- **READING PASSAGE**
○ ○ ○ ○

You are right that Turks settled in their current territory fairly recently (early 1070s, iirc), and so they come after the Greeks & Romans and the Hittites that preceded all of them.

However, what you call "Turkishness" is a race, part of whom stayed in Central Asia, while some came to Anatolia and started the Ottoman state that later became the Empire.

If you have started looked only at Anatolia, it is not surprising that you would have concluded "'Turkishness' is a fairly recent concept", a product of intermingling of local races, sort of like "American". Try looking further back, and you will see that isn't so.

Check out their language - Turkish has nothing to do with Arabic or European languages, and is apparently closer to Japanese than anything else. In Uzbekistan, Azerbaijan, etc they still speak Turkish - hence the reason they are called "Turkic".

The best I managed to conclude was that there were many races in what we now call Turkey that were subdued by a small tribe. In one form or another, most of the ethnic groups (with the exception of Kurds and Armenians) were melted into a "Turkish" concept.

You are right that during the Ottoman Empire, many ethnic groups were called "Turk" a la Americaine, a proof to which is that in especially the western parts of Turkey, people look nothing like the Turks of Central Asia - no slanted eyes, no flat & round face, colored eyes galore, etc.

But as a race or as deep historical concept, Turkishness is an ambiguous concept.

I don't know what you mean by a 'deep historical concept' (neither by 'Turkishness', in fact) but it is a race :-) Check out the history from Central Asia, genetics, and especially the language.

○ ○ ○ ○

- **LISTED ENTRIES**
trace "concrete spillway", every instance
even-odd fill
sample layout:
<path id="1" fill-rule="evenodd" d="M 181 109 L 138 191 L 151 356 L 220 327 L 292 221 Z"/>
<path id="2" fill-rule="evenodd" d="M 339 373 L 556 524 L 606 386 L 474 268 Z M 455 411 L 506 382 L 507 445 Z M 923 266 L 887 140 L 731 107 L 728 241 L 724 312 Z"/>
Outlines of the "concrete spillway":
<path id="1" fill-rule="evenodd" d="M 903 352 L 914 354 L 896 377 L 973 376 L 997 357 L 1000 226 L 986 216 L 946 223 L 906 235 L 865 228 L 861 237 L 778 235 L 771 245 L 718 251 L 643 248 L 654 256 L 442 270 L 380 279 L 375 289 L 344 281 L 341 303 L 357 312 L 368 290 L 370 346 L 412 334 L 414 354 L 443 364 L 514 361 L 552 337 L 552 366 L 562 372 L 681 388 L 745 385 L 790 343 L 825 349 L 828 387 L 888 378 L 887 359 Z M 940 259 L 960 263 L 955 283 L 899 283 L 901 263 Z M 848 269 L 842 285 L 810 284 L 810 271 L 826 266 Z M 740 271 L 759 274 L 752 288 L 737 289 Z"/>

○ ○ ○ ○

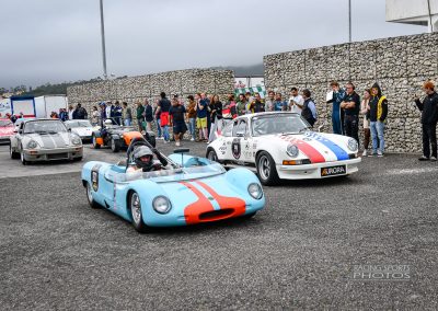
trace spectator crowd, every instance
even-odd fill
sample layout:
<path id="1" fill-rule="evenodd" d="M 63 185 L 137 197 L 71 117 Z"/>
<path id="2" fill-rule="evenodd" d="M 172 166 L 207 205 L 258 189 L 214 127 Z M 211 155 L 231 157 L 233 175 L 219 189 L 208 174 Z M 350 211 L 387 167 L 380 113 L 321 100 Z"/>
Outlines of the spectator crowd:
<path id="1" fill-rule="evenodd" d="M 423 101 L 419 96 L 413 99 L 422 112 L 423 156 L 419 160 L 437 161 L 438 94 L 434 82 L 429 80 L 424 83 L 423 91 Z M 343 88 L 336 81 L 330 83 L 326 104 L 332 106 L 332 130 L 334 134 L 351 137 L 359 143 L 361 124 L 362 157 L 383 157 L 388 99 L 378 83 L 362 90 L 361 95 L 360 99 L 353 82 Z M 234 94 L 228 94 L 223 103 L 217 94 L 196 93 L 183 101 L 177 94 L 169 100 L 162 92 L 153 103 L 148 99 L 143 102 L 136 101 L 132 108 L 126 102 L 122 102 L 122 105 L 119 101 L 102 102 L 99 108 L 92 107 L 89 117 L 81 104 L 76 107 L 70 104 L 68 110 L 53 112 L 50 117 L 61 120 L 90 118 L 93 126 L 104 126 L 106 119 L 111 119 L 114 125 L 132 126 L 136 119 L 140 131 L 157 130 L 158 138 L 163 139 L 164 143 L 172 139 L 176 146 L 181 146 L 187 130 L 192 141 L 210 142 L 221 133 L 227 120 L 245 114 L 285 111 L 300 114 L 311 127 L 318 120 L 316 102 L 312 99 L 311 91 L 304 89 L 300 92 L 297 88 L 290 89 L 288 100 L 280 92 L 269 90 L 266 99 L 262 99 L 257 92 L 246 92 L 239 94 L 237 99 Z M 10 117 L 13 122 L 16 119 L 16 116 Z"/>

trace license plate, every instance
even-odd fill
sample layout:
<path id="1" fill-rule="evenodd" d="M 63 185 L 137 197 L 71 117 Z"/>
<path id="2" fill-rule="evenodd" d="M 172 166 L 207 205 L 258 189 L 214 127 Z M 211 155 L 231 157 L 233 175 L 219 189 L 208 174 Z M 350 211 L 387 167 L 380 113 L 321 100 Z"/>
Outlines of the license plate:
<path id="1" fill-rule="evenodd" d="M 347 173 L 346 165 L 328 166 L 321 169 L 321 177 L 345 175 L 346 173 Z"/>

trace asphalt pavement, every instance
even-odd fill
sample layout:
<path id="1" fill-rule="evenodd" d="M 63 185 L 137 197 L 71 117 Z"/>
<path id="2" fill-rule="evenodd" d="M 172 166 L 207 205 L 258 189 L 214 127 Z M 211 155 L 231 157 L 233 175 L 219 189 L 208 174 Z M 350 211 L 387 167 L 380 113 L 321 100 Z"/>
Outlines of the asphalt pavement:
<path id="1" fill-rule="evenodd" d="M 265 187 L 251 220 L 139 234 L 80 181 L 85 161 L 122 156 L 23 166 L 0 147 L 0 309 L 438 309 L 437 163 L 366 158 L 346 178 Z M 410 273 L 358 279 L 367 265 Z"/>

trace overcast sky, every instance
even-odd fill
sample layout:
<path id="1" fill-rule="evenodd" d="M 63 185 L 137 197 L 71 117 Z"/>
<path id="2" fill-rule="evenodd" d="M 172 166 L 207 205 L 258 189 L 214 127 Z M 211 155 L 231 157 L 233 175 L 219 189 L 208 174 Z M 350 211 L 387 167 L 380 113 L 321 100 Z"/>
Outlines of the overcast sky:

○ ○ ○ ○

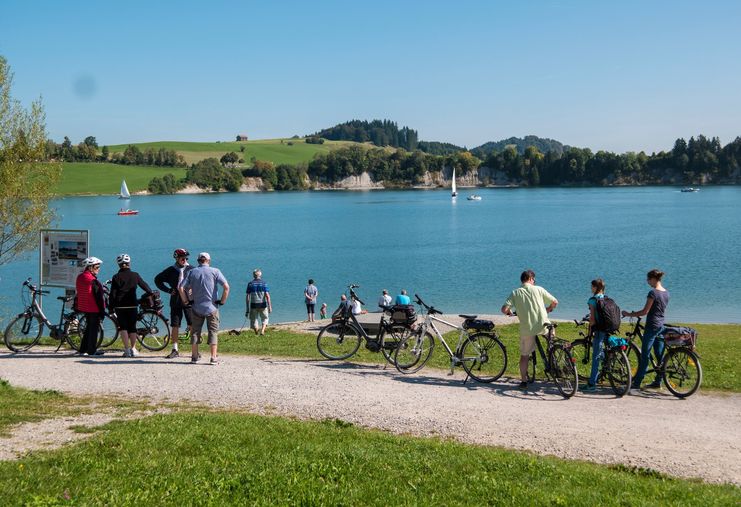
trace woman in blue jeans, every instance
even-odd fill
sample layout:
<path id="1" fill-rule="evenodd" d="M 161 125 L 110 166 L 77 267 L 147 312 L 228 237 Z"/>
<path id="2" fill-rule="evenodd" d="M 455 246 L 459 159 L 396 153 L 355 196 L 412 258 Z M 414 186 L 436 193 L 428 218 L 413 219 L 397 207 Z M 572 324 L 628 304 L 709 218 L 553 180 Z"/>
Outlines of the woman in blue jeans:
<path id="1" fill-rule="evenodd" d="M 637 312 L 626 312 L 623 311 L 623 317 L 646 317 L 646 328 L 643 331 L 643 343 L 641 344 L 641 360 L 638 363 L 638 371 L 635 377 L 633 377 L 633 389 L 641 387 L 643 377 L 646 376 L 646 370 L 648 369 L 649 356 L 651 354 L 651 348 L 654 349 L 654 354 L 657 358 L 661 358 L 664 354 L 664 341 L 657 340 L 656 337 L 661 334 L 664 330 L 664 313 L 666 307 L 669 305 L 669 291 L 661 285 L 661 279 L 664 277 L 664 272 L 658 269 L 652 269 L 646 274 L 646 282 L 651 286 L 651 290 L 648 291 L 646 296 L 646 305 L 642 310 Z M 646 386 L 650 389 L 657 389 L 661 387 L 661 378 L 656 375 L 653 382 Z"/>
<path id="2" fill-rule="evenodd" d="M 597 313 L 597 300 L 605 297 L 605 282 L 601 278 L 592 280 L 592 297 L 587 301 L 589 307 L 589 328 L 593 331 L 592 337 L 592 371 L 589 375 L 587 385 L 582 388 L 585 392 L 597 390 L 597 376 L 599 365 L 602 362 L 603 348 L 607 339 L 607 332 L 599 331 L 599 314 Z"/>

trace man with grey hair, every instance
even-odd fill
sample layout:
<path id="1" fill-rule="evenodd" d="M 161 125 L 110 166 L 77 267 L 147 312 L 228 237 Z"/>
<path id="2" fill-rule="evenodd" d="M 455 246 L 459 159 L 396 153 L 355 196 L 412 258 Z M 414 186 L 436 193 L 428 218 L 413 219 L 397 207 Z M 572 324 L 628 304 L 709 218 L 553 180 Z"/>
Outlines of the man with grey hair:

○ ○ ○ ○

- **REQUIRED TASKS**
1. In two sentences, what does the passage on Turkishness say?
2. Could you output the part of the passage on Turkishness between "Check out their" and "eyes galore, etc.", inclusive?
The listing was taken from a different source than the passage.

- **EXPECTED OUTPUTS**
1. Turks settled their current territory fairly recently, in the early 1070s, after the Greeks, Romans and Hittites, but one view holds that Turkishness is a race, part of which stayed in Central Asia while part came to Anatolia and started the Ottoman state, and it points to the Turkish language, still spoken in places like Uzbekistan and Azerbaijan, as evidence. Another view holds that a small tribe subdued many peoples in what is now Turkey, and most of them, apart from Kurds and Armenians, were melted into a "Turkish" concept, which makes Turkishness ambiguous as a race or as a deep historical concept.

2.
Check out their language - Turkish has nothing to do with Arabic or European languages, and is apparently closer to Japanese than anything else. In Uzbekistan, Azerbaijan, etc they still speak Turkish - hence the reason they are called "Turkic".

The best I managed to conclude was that there were many races in what we now call Turkey that were subdued by a small tribe. In one form or another, most of the ethnic groups (with the exception of Kurds and Armenians) were melted into a "Turkish" concept.

You are right that during the Ottoman Empire, many ethnic groups were called "Turk" a la Americaine, a proof to which is that in especially the western parts of Turkey, people look nothing like the Turks of Central Asia - no slanted eyes, no flat & round face, colored eyes galore, etc.